# Set problem
Switch "magenta flower" to "purple flower" in the data below. Begin at the line that has "Every instance of the hanging", stop after the line that has "x=393, y=42", and write those lines out again with nothing else changed and the pictures left out.

──────── Records to process ────────

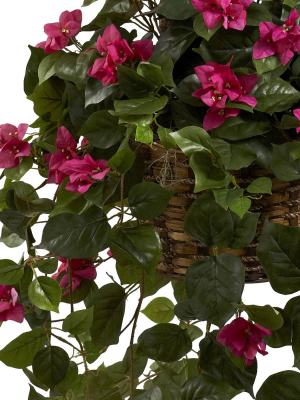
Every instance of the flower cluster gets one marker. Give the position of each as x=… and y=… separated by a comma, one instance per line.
x=12, y=146
x=220, y=84
x=244, y=339
x=66, y=163
x=81, y=269
x=282, y=40
x=9, y=308
x=59, y=33
x=232, y=12
x=115, y=50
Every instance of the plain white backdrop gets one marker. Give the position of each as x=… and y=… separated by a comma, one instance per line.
x=22, y=24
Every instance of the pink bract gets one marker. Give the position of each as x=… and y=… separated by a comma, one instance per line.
x=244, y=339
x=9, y=308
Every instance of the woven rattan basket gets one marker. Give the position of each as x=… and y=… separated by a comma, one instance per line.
x=180, y=250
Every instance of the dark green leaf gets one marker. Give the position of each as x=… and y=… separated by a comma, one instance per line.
x=20, y=352
x=278, y=253
x=76, y=236
x=45, y=293
x=78, y=322
x=109, y=308
x=102, y=130
x=281, y=386
x=209, y=223
x=50, y=365
x=148, y=200
x=164, y=342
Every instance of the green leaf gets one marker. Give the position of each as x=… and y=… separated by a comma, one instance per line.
x=31, y=76
x=160, y=310
x=45, y=293
x=274, y=95
x=166, y=139
x=265, y=316
x=144, y=134
x=141, y=242
x=164, y=342
x=165, y=62
x=278, y=253
x=225, y=44
x=216, y=282
x=204, y=387
x=123, y=160
x=18, y=172
x=47, y=98
x=284, y=385
x=50, y=365
x=48, y=266
x=208, y=175
x=109, y=308
x=260, y=185
x=284, y=166
x=234, y=155
x=79, y=321
x=177, y=39
x=10, y=272
x=257, y=13
x=242, y=127
x=244, y=230
x=148, y=105
x=102, y=387
x=151, y=72
x=177, y=9
x=215, y=363
x=201, y=27
x=191, y=140
x=73, y=67
x=148, y=200
x=20, y=352
x=153, y=393
x=209, y=223
x=102, y=130
x=134, y=85
x=46, y=67
x=225, y=197
x=76, y=236
x=240, y=206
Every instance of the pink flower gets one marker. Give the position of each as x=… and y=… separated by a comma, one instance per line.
x=60, y=32
x=81, y=268
x=219, y=85
x=66, y=144
x=9, y=308
x=244, y=339
x=297, y=115
x=282, y=40
x=11, y=145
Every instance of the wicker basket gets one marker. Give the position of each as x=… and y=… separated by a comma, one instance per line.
x=180, y=250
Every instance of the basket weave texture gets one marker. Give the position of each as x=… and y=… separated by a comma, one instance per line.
x=171, y=169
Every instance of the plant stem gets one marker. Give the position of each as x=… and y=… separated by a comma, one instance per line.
x=136, y=316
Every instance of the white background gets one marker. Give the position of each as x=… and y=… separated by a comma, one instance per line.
x=22, y=24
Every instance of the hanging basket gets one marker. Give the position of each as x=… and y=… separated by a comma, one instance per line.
x=171, y=169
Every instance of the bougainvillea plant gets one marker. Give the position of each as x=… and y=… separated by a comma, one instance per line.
x=215, y=79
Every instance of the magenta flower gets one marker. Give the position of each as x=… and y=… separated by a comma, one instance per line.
x=219, y=85
x=66, y=144
x=282, y=40
x=297, y=115
x=244, y=339
x=9, y=308
x=81, y=269
x=12, y=146
x=60, y=32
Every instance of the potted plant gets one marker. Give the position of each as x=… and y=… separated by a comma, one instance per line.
x=176, y=155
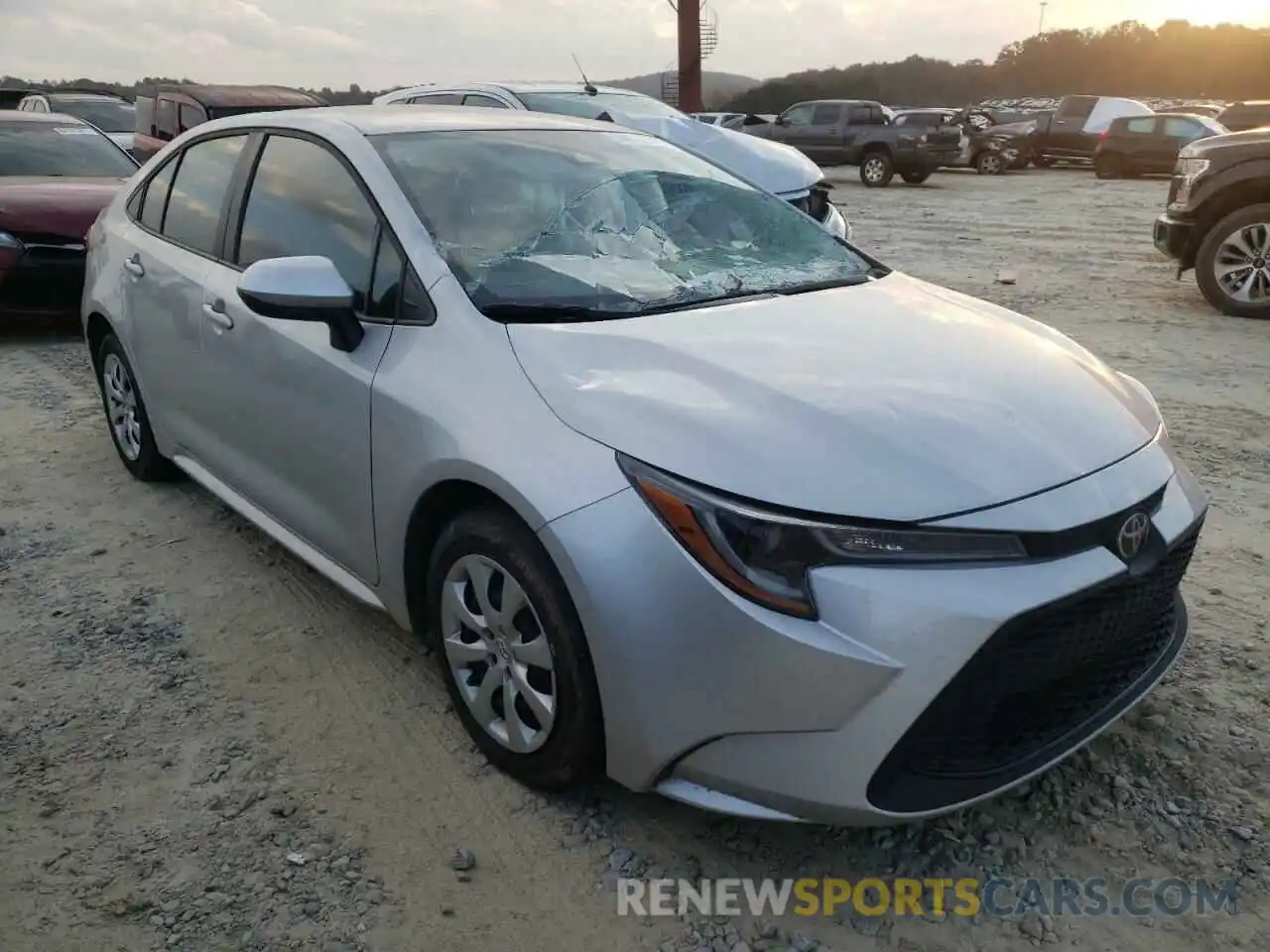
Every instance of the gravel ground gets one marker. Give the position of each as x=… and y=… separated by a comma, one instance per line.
x=206, y=747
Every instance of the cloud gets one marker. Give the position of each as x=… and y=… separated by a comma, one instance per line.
x=393, y=42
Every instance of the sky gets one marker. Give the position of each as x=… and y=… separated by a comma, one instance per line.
x=380, y=44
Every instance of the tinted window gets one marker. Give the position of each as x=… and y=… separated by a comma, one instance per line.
x=386, y=286
x=155, y=198
x=304, y=202
x=437, y=99
x=107, y=114
x=798, y=116
x=190, y=116
x=166, y=118
x=826, y=114
x=67, y=150
x=199, y=189
x=1182, y=128
x=1078, y=108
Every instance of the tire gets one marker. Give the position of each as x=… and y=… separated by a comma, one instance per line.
x=989, y=164
x=126, y=416
x=558, y=754
x=876, y=169
x=1254, y=223
x=1109, y=167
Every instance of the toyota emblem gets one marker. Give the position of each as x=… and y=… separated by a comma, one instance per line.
x=1132, y=536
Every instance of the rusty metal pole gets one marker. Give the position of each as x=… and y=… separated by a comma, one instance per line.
x=690, y=56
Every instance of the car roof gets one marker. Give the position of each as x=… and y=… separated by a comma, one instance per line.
x=386, y=119
x=46, y=118
x=230, y=96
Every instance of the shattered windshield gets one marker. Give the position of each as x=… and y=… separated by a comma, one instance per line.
x=572, y=225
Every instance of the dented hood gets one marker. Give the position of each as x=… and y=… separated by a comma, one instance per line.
x=775, y=167
x=890, y=400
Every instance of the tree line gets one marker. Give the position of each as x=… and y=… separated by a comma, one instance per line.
x=1178, y=60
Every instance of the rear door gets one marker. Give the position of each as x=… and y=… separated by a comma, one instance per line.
x=171, y=243
x=1067, y=134
x=294, y=414
x=825, y=136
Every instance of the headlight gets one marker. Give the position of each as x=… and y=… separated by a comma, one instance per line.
x=766, y=556
x=837, y=225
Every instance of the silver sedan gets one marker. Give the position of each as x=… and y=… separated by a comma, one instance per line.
x=680, y=486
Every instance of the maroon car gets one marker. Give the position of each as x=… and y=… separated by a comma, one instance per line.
x=56, y=176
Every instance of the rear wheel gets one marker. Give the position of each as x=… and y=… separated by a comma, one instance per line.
x=1232, y=266
x=512, y=651
x=876, y=169
x=1109, y=167
x=989, y=164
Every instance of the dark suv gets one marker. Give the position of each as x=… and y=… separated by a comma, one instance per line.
x=1218, y=220
x=1143, y=145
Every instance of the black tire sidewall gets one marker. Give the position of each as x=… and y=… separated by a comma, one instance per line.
x=574, y=752
x=150, y=465
x=1206, y=257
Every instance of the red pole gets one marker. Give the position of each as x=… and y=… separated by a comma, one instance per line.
x=690, y=56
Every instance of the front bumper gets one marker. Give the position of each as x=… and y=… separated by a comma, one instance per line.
x=45, y=277
x=1174, y=238
x=865, y=716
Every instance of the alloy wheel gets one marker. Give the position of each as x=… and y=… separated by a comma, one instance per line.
x=498, y=653
x=1242, y=264
x=121, y=407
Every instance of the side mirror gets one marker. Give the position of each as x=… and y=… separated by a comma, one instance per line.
x=304, y=289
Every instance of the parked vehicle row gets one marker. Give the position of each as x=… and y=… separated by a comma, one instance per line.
x=683, y=531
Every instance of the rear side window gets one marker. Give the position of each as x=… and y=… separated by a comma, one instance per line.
x=198, y=191
x=826, y=114
x=154, y=202
x=304, y=200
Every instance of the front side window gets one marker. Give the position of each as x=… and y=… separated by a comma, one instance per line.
x=107, y=114
x=67, y=150
x=198, y=191
x=303, y=200
x=590, y=107
x=607, y=223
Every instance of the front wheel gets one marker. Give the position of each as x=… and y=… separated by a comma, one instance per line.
x=989, y=164
x=1232, y=266
x=512, y=652
x=126, y=416
x=876, y=169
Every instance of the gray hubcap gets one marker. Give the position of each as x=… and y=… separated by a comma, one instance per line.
x=1242, y=264
x=121, y=407
x=498, y=653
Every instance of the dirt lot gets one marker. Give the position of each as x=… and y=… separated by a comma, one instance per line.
x=206, y=747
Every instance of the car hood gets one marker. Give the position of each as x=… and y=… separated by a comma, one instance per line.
x=890, y=400
x=53, y=206
x=770, y=166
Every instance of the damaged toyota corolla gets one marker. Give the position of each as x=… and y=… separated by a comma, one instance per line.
x=680, y=486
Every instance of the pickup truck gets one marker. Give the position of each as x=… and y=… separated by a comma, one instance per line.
x=860, y=132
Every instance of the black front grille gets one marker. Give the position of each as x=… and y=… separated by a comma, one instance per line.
x=1043, y=683
x=46, y=278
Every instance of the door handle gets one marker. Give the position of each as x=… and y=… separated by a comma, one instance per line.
x=214, y=311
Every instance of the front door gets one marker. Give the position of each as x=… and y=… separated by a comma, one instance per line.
x=169, y=249
x=293, y=412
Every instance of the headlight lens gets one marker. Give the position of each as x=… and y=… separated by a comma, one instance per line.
x=766, y=556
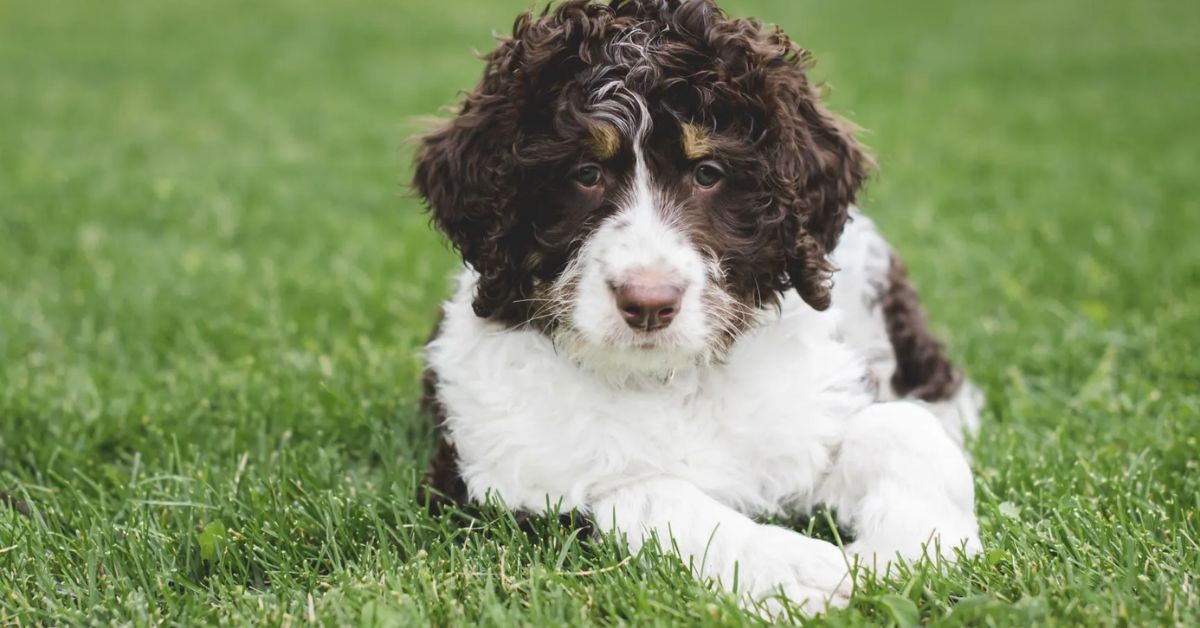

────────

# Response to this task
Every instance of the hanging basket gets one marker. Give the position of each as x=… and y=… separated by a comma, one instance per line.
x=171, y=169
Every instance of the bougainvillea plant gets one marker. Give the position of each as x=… and y=… separated by a comma, one instance per line.
x=215, y=79
Every instance of the purple flower gets one marker. Give the position of each as x=… and y=… separated by a comma, one instance per line.
x=219, y=85
x=66, y=144
x=282, y=40
x=297, y=115
x=244, y=339
x=9, y=308
x=81, y=269
x=12, y=146
x=60, y=32
Every instance of the potted plant gets one marker. Give the position of each as x=… and y=… separated by a comma, one instance per line.
x=176, y=155
Every instance of the gravel ground gets one marker. Give the position of each as x=… and y=… separated by a comma, one instance per line.
x=206, y=747
Every instance of the cloud gets one marker. Give the position of each as x=… and y=… separated by a comma, one instance per line.
x=393, y=42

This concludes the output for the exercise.